-- begin RECORDS SUPPLIED --

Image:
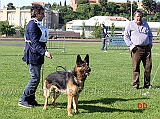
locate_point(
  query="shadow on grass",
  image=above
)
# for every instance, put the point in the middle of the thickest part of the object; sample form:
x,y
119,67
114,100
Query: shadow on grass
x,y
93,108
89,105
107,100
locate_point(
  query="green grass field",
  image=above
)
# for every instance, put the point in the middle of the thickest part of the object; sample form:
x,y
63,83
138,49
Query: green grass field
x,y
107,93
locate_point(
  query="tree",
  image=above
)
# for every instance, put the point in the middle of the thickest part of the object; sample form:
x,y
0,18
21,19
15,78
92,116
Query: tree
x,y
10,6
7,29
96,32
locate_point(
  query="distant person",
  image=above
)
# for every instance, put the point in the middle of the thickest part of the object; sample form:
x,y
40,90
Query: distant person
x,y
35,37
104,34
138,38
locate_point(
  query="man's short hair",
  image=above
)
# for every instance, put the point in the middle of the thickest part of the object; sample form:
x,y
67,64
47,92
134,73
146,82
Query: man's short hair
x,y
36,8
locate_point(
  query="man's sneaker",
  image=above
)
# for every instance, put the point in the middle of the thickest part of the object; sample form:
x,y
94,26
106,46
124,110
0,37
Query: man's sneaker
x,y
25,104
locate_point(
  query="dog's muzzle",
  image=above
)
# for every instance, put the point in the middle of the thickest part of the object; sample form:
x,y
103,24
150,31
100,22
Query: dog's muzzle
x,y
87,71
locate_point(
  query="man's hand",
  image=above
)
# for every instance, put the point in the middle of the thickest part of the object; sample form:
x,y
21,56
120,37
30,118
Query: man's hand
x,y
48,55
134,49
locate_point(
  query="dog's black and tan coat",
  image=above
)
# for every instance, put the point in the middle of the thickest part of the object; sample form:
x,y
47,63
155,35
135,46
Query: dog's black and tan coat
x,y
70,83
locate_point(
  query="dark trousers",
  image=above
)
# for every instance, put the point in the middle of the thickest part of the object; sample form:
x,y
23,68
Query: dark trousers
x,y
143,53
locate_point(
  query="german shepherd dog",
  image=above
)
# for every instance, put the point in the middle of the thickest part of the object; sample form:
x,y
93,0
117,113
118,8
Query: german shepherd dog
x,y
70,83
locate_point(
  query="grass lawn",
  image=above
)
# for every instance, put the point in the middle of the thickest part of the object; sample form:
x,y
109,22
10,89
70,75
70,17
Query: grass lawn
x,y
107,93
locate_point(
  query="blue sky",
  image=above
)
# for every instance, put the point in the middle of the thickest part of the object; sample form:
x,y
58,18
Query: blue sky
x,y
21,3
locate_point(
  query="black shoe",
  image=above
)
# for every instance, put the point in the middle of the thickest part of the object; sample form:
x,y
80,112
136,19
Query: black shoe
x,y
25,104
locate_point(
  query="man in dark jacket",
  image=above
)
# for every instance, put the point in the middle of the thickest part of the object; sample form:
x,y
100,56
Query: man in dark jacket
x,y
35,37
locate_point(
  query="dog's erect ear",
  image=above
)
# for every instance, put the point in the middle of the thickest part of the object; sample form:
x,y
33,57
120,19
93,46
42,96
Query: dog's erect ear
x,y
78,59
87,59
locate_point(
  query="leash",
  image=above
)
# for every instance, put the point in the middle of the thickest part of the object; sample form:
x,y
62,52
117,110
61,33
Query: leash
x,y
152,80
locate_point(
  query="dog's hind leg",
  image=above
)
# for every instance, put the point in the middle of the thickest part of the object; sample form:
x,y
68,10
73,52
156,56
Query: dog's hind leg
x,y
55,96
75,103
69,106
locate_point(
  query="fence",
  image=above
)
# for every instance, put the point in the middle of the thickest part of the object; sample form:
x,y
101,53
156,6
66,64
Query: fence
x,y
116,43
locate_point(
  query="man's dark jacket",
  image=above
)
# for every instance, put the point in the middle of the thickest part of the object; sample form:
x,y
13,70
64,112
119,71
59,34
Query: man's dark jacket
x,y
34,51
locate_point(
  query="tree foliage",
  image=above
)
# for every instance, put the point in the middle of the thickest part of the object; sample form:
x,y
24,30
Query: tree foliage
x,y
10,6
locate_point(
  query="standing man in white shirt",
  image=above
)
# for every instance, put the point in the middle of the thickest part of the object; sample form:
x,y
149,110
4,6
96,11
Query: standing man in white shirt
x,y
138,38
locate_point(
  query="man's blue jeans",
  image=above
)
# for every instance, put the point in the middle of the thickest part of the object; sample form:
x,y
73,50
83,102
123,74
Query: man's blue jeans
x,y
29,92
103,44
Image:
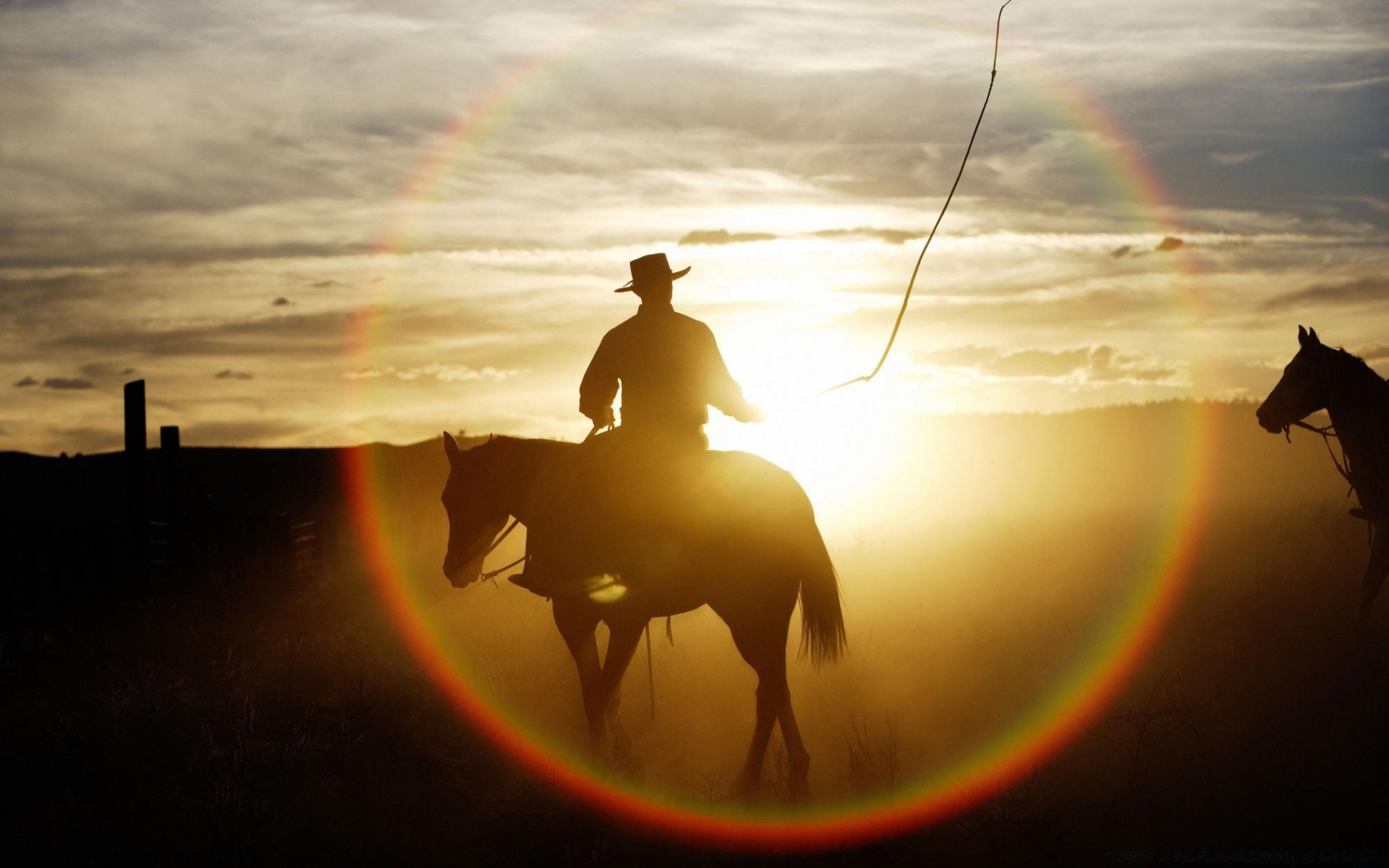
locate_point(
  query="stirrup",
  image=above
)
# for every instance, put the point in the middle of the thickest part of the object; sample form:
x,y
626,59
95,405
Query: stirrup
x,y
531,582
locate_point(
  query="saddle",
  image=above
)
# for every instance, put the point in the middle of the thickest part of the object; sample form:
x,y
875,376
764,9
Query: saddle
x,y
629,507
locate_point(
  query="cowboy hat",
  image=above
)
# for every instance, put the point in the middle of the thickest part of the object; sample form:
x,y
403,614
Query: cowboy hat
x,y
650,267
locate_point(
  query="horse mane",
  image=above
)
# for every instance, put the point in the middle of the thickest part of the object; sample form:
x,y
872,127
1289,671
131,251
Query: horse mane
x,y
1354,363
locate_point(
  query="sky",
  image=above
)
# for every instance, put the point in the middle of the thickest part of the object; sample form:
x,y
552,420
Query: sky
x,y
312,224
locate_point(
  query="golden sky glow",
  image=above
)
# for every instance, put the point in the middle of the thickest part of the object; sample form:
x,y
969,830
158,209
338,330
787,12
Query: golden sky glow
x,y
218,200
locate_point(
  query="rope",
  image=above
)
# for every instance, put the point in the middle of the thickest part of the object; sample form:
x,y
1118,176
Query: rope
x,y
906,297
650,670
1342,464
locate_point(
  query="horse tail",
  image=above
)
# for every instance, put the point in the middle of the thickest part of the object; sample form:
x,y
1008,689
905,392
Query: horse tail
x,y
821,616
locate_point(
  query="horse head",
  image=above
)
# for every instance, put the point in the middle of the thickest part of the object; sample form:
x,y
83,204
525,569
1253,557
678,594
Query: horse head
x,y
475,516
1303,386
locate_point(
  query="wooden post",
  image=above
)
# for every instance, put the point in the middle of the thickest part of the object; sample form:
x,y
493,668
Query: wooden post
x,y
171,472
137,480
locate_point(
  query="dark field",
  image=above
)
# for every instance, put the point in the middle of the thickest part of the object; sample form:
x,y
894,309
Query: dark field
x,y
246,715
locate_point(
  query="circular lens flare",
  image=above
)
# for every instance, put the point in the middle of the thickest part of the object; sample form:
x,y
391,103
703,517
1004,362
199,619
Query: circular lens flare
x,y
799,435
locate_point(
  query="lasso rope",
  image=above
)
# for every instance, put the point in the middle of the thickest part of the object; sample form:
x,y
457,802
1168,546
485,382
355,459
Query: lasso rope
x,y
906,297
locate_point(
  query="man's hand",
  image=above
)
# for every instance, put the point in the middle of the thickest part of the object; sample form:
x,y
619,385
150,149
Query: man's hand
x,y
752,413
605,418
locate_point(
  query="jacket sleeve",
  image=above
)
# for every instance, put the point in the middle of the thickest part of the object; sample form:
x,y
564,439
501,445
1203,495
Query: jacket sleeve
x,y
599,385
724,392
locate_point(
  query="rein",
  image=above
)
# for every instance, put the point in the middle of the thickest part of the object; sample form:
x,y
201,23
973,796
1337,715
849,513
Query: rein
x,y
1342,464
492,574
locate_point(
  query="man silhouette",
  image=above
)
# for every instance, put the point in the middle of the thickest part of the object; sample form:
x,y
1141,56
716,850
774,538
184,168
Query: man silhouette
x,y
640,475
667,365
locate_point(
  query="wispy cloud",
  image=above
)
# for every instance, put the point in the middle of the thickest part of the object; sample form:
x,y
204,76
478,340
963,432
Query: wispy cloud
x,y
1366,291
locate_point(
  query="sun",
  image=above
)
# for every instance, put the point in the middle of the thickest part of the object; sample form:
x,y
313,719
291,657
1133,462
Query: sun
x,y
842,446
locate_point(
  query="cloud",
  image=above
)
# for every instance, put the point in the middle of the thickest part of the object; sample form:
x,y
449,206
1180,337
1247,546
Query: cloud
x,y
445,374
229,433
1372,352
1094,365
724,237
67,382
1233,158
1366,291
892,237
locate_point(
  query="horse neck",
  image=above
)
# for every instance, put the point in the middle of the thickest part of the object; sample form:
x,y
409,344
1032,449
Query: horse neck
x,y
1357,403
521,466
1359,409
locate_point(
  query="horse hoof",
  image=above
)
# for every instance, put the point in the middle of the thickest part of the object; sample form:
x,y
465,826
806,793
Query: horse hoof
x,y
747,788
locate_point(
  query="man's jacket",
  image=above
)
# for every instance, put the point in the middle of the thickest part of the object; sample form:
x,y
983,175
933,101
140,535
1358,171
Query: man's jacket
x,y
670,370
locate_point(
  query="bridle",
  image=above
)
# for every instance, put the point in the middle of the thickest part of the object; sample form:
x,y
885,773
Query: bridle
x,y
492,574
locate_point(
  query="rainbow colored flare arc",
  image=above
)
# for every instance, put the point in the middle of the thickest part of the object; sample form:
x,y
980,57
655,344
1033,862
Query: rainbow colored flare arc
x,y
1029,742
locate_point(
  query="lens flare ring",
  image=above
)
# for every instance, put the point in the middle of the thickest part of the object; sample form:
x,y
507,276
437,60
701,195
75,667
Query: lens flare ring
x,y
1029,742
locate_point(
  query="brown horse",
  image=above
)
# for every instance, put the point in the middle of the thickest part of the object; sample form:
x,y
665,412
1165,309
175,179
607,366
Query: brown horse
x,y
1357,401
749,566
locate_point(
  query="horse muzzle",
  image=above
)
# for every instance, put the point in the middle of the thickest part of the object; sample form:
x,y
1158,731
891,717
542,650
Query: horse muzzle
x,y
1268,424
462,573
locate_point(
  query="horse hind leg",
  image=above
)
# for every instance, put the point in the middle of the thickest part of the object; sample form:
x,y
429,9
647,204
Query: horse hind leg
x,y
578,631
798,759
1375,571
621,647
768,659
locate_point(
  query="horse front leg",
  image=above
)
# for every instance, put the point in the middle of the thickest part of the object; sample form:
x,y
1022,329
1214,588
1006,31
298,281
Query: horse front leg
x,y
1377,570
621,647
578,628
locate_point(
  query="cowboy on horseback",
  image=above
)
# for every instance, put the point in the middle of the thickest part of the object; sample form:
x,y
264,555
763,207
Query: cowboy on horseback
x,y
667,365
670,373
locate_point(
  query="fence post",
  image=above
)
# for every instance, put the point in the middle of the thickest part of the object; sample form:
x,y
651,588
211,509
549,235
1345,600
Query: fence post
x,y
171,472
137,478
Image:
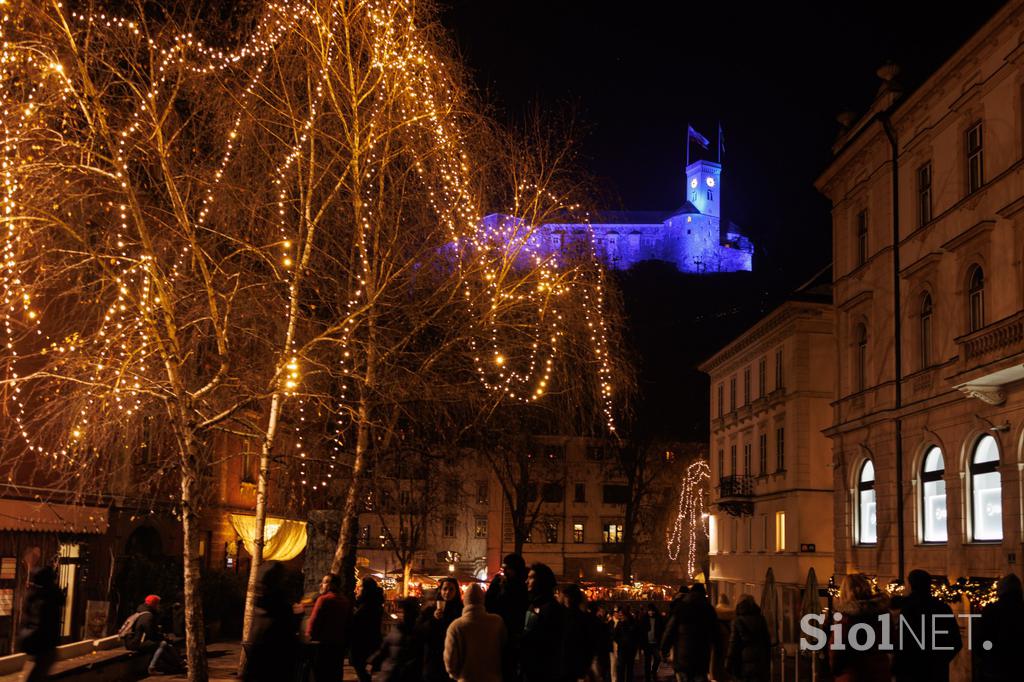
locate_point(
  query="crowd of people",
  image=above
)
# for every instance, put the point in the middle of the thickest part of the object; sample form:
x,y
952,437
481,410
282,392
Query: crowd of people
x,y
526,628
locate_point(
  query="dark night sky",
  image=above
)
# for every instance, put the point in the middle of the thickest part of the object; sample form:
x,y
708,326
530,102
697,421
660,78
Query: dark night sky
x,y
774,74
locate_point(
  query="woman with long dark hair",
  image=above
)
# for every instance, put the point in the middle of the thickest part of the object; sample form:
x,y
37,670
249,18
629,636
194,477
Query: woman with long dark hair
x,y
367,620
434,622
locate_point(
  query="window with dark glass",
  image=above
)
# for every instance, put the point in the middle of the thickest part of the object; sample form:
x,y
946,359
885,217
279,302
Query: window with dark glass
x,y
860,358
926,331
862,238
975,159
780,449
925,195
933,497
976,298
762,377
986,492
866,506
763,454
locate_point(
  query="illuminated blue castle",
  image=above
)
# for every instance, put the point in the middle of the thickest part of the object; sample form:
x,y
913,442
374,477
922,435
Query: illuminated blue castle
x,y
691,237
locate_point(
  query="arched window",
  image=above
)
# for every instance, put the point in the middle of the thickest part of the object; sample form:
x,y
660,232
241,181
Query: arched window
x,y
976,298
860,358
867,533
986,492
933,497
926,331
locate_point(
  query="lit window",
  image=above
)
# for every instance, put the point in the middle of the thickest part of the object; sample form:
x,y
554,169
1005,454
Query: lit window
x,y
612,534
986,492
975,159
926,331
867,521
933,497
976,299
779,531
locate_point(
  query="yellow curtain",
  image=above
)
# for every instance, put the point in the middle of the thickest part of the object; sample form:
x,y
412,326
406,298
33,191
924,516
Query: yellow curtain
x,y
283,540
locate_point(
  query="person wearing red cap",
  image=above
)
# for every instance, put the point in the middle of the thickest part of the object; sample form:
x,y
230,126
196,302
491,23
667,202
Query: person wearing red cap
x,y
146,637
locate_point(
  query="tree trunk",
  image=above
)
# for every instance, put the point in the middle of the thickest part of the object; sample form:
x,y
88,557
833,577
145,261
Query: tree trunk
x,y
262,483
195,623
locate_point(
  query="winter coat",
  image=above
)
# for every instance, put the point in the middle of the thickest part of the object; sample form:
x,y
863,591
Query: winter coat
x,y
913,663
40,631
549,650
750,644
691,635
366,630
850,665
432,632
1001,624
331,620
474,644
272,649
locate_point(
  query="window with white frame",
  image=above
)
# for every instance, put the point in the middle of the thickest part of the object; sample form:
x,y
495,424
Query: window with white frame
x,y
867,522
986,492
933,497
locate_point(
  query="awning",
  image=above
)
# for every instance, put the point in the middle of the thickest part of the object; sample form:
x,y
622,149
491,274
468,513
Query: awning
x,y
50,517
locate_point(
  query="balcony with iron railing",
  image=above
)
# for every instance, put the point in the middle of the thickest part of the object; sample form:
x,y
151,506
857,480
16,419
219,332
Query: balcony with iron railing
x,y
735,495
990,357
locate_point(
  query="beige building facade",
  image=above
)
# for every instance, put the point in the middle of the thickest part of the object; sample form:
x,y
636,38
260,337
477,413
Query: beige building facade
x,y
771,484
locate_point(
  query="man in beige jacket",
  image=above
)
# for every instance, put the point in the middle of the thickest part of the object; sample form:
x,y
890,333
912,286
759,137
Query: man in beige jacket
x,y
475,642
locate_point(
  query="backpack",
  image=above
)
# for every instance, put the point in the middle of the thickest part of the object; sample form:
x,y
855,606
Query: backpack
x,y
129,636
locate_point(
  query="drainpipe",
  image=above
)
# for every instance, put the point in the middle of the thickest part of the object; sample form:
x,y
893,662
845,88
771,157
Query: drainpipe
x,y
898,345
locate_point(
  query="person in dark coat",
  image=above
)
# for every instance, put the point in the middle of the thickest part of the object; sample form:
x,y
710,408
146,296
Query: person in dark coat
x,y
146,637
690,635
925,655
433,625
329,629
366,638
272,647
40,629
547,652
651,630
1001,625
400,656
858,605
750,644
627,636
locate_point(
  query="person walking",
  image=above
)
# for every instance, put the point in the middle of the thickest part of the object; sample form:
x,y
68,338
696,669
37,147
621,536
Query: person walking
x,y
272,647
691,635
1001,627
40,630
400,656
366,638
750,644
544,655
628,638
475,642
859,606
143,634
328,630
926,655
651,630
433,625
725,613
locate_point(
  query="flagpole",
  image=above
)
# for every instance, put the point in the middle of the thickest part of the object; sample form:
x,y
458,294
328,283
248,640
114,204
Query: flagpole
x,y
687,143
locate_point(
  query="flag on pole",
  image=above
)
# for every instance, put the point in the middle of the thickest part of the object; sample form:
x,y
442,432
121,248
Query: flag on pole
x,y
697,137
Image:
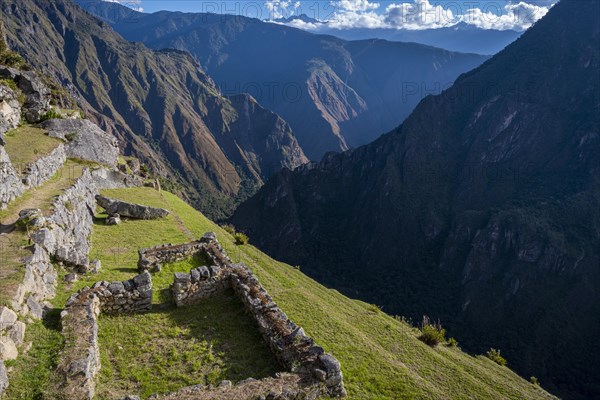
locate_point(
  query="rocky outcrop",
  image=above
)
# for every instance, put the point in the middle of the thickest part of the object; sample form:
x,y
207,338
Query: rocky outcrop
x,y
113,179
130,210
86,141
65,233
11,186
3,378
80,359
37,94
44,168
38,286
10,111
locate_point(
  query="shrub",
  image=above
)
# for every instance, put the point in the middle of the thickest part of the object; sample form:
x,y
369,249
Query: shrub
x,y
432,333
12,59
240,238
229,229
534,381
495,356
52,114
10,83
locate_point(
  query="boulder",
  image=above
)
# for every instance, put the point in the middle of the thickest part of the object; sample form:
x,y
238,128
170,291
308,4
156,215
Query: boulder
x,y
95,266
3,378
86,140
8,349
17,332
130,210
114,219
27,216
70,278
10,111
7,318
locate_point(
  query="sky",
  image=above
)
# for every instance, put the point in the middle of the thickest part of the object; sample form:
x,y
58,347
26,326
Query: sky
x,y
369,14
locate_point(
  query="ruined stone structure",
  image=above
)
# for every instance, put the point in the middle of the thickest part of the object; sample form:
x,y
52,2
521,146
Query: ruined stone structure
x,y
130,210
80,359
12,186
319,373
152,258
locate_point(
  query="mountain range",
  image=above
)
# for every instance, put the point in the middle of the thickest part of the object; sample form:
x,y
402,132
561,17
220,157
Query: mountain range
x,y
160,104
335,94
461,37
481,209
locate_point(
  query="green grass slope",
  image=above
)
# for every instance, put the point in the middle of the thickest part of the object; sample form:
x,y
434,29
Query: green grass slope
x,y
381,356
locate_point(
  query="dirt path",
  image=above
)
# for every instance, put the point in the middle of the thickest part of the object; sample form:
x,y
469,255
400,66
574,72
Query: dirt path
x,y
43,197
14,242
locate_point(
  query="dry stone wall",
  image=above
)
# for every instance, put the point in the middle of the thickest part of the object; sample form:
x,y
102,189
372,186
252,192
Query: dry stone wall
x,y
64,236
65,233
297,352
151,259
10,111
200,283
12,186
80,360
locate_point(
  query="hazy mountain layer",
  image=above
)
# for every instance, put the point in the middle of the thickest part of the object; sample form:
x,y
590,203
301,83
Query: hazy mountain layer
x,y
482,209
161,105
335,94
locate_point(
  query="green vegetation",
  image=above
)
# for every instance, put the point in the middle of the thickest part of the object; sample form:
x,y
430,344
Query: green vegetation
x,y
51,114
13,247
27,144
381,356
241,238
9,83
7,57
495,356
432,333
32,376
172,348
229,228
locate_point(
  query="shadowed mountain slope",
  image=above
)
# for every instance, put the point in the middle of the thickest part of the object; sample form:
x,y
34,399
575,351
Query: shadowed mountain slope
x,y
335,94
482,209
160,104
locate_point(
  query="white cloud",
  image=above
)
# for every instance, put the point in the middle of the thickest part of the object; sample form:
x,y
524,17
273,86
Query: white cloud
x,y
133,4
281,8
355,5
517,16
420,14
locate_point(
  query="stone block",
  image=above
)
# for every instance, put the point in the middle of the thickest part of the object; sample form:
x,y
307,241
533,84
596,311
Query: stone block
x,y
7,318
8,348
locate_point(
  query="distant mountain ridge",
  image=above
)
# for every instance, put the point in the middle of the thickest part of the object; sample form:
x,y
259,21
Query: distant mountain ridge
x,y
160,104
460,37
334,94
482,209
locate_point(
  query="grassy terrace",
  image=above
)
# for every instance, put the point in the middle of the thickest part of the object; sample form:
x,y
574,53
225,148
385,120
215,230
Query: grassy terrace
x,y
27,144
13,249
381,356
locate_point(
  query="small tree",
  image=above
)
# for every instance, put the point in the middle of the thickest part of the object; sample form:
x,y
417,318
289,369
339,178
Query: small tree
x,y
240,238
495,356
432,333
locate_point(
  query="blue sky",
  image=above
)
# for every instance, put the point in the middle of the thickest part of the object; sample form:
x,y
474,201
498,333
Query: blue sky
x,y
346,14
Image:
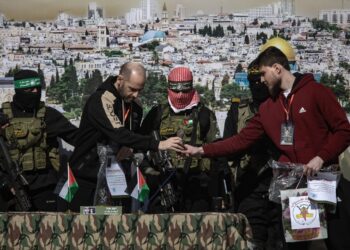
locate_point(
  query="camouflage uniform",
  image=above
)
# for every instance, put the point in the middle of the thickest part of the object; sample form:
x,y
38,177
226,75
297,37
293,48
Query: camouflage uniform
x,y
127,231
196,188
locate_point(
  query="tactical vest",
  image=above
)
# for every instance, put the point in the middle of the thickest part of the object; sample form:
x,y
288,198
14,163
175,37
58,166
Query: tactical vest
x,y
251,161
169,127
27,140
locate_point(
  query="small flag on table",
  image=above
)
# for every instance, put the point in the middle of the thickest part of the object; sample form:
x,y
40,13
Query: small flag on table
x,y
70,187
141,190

-- end RECORDS SUPPLIED --

▶ **WHAT TO PRODUCE**:
Identify every line in the items above that contains the word "vegetation", and copy each of those lines.

▶ **ANSWER TO THE TASK**:
  query="green vegetation",
Query: green vegetation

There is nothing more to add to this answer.